(What the task requires)
Answer these questions from the COMPAS grid search text below:
(a) What does a label of 0 represent in the dataset?
(b) What kind of model is trained as the unmitigated model?
(c) What specificity does the text report for Caucasians?

# Grid Search with the COMPAS Dataset

This notebook demonstrates the use of the grid search algorithm from `fairlearn` on the [COMPAS dataset from ProPublica](https://raw.githubusercontent.com/propublica/compas-analysis/master/compas-scores-two-years.csv). This dataset comes from the criminal justice system, with the labels (0 or 1) representing the two-year recidivism rate, specifically whether or not a given offender is re-arrested within two years (with a 0 representing no arrest). Models based on this dataset are used in bail decisions.

## Loading and Examining the Data

We start by loading the dataset using the `tempeh` package (there may be some warnings, if you do not have `pytorch`, `keras` or `tensorflow` installed in your environment; these may be ignored). The data are already split into training and test sets:

In [None]:
import pandas as pd
import numpy as np
from tempeh.configurations import datasets

compas_dataset = datasets['compas']()
X_train = pd.DataFrame(compas_dataset.X_train, columns=compas_dataset.features)
y_train = pd.Series(compas_dataset.y_train.reshape(-1).astype(int), name="two_year_recid")
X_test = pd.DataFrame(compas_dataset.X_test, columns=compas_dataset.features)
y_test = pd.Series(compas_dataset.y_test.reshape(-1).astype(int), name="two_year_recid")
sensitive_features_train = pd.Series(compas_dataset.race_train)
sensitive_features_test = pd.Series(compas_dataset.race_test)

We can examine the features:

In [None]:
X_train

In this example, we treat Race as the sensitive attribute. The dataset has already been reduced to only have two values, "African-American" and "Caucasian", with approximately two thirds of the samples being African-American:

In [None]:
np.unique(sensitive_features_train, return_counts=True)

Note that race does not feature in the feature data itself.

## Training an unmitigated model

Before attempting to mitigate any disparity, we should first train a model without regard to fairness. For simplicity, we will use a logistic regression model, as implemented by `scikit-learn`:

In [None]:
from sklearn.linear_model import LogisticRegression

unconstrained_predictor = LogisticRegression(solver='liblinear')
unconstrained_predictor.fit(X_train, y_train)

With the model trained, we can examine it in the Fairness Dashboard. There are a number of sections which we can examine.

First is the Accuracy - the fraction of cases where the model gave the right answer. While the overall accuracy is a little over 66%, this number hides some complexity. While both subgroups had a similar overall accuracy, we can see that African-Americans had a much higher overestimation error (i.e. the model predicts that they will be rearrested when they were not) while Caucasians have a much higher underestimation error (i.e. the model predicts that they will not rearrested, but they were).

If we instead look at the Recall (which measures model's ability to find all of the positive samples), we can see a much lower score for Caucasians than African-Americans. The story for the Specificity (which measures the ability of a model to find all of the negative samples - in this case, thoses where there was no rearrest) is reversed, with Caucasians having a specificity of nearly 80%, but African-Americans only showing a specificity score of about 65%.

(Record set)

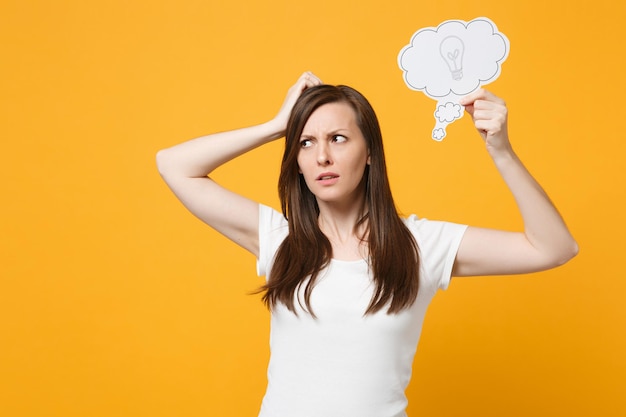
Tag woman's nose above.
[317,146,330,165]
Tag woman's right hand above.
[273,71,322,136]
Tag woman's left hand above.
[459,88,510,155]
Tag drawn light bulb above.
[439,36,465,81]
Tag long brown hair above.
[261,85,419,315]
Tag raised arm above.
[156,72,321,256]
[453,90,578,276]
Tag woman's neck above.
[318,198,369,261]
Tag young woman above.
[157,72,578,417]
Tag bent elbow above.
[554,239,579,267]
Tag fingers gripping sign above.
[459,88,508,149]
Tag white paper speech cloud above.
[398,17,510,141]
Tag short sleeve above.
[405,215,467,290]
[256,204,289,277]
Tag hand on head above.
[274,71,322,131]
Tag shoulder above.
[257,204,289,275]
[403,214,467,247]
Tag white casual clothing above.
[257,205,466,417]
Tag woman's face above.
[298,102,369,203]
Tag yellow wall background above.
[0,0,626,417]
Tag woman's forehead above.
[302,102,358,134]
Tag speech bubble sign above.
[398,17,510,141]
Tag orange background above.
[0,0,626,417]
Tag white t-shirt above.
[257,205,466,417]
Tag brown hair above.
[261,85,419,315]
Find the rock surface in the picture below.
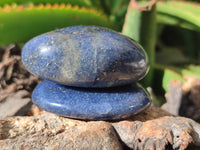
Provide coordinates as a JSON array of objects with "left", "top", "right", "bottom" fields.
[
  {"left": 0, "top": 107, "right": 200, "bottom": 150},
  {"left": 22, "top": 26, "right": 149, "bottom": 87},
  {"left": 32, "top": 80, "right": 150, "bottom": 120}
]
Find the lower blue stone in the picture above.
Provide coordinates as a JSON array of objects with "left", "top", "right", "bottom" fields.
[{"left": 32, "top": 80, "right": 150, "bottom": 120}]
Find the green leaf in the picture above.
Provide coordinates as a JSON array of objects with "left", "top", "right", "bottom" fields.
[
  {"left": 0, "top": 5, "right": 116, "bottom": 45},
  {"left": 0, "top": 0, "right": 90, "bottom": 7},
  {"left": 157, "top": 1, "right": 200, "bottom": 31},
  {"left": 122, "top": 1, "right": 156, "bottom": 86},
  {"left": 155, "top": 64, "right": 200, "bottom": 92}
]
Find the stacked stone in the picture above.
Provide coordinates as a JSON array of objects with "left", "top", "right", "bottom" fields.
[{"left": 22, "top": 26, "right": 150, "bottom": 120}]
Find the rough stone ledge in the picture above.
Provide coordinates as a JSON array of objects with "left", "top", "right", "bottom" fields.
[{"left": 0, "top": 106, "right": 200, "bottom": 150}]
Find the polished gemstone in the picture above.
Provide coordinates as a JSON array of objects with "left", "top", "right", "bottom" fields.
[
  {"left": 22, "top": 26, "right": 149, "bottom": 87},
  {"left": 32, "top": 80, "right": 150, "bottom": 120}
]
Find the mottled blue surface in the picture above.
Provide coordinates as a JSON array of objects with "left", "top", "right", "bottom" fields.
[
  {"left": 22, "top": 26, "right": 149, "bottom": 87},
  {"left": 32, "top": 80, "right": 150, "bottom": 120}
]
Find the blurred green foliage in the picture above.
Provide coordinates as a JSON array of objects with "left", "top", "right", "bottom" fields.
[{"left": 0, "top": 0, "right": 200, "bottom": 105}]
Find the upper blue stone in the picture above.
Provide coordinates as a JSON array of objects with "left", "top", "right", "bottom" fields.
[
  {"left": 22, "top": 26, "right": 149, "bottom": 87},
  {"left": 32, "top": 80, "right": 150, "bottom": 120}
]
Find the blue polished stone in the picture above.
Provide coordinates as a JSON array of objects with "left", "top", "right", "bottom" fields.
[
  {"left": 22, "top": 26, "right": 149, "bottom": 87},
  {"left": 32, "top": 80, "right": 150, "bottom": 120}
]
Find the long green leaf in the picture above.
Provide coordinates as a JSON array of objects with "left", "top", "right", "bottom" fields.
[
  {"left": 0, "top": 5, "right": 115, "bottom": 45},
  {"left": 157, "top": 1, "right": 200, "bottom": 31},
  {"left": 122, "top": 1, "right": 156, "bottom": 86}
]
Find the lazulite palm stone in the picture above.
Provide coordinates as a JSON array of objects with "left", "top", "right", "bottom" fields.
[
  {"left": 22, "top": 26, "right": 149, "bottom": 87},
  {"left": 32, "top": 80, "right": 150, "bottom": 120}
]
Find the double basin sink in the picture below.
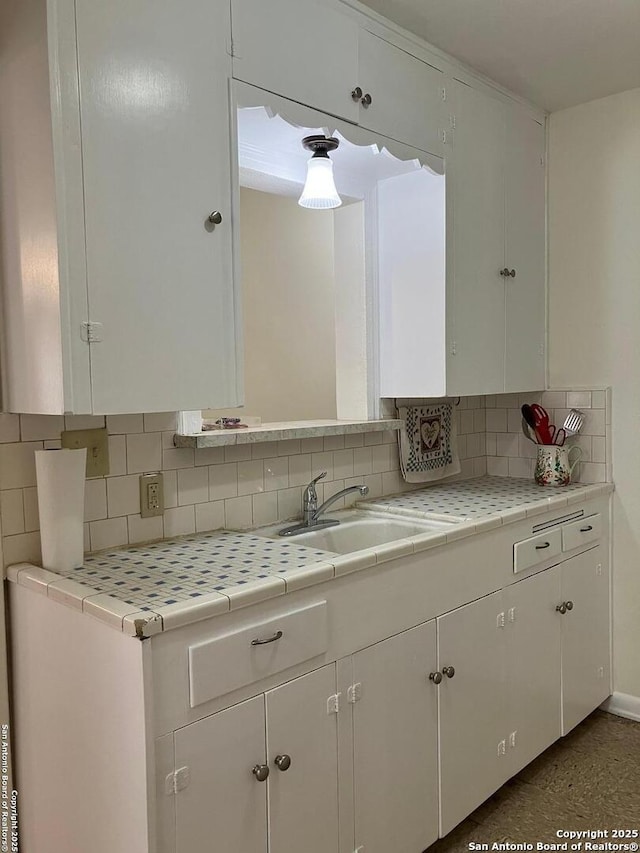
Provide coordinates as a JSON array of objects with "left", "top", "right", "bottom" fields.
[{"left": 254, "top": 510, "right": 460, "bottom": 554}]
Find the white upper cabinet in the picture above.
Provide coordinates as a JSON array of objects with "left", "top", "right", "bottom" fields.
[
  {"left": 0, "top": 0, "right": 239, "bottom": 414},
  {"left": 447, "top": 81, "right": 546, "bottom": 394},
  {"left": 504, "top": 104, "right": 546, "bottom": 391},
  {"left": 447, "top": 82, "right": 505, "bottom": 395},
  {"left": 231, "top": 0, "right": 360, "bottom": 122},
  {"left": 358, "top": 30, "right": 444, "bottom": 154}
]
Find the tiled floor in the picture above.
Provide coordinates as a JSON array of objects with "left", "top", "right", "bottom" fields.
[{"left": 428, "top": 711, "right": 640, "bottom": 853}]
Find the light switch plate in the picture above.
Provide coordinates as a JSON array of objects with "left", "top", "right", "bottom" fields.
[
  {"left": 140, "top": 471, "right": 164, "bottom": 518},
  {"left": 61, "top": 429, "right": 109, "bottom": 477}
]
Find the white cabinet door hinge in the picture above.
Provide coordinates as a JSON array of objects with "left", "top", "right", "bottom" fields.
[
  {"left": 327, "top": 693, "right": 342, "bottom": 714},
  {"left": 164, "top": 767, "right": 191, "bottom": 796},
  {"left": 347, "top": 681, "right": 362, "bottom": 705},
  {"left": 80, "top": 321, "right": 102, "bottom": 344}
]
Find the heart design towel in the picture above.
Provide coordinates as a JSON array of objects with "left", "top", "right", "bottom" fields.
[{"left": 398, "top": 401, "right": 460, "bottom": 483}]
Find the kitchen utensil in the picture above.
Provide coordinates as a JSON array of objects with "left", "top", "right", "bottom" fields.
[
  {"left": 562, "top": 409, "right": 584, "bottom": 438},
  {"left": 530, "top": 403, "right": 556, "bottom": 444},
  {"left": 534, "top": 444, "right": 582, "bottom": 486},
  {"left": 522, "top": 418, "right": 538, "bottom": 444},
  {"left": 520, "top": 403, "right": 542, "bottom": 444},
  {"left": 553, "top": 427, "right": 567, "bottom": 447}
]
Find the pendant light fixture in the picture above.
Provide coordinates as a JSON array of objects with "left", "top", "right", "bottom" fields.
[{"left": 298, "top": 136, "right": 342, "bottom": 210}]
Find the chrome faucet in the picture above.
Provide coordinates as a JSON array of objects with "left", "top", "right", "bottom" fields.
[{"left": 278, "top": 471, "right": 369, "bottom": 536}]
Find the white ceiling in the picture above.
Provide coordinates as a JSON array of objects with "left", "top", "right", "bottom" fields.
[{"left": 363, "top": 0, "right": 640, "bottom": 111}]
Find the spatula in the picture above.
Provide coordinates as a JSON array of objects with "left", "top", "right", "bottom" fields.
[{"left": 562, "top": 409, "right": 584, "bottom": 438}]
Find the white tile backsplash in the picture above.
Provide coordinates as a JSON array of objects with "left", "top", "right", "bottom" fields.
[{"left": 0, "top": 389, "right": 611, "bottom": 565}]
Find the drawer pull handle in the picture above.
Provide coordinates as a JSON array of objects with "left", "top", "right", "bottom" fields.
[
  {"left": 251, "top": 764, "right": 269, "bottom": 782},
  {"left": 251, "top": 631, "right": 282, "bottom": 646},
  {"left": 274, "top": 755, "right": 291, "bottom": 773}
]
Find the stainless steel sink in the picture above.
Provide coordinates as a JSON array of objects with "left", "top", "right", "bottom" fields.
[{"left": 255, "top": 510, "right": 455, "bottom": 554}]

(Exercise answer)
(a) That the offender was not re-arrested within two years.
(b) A logistic regression model, as implemented by scikit-learn.
(c) Nearly 80%.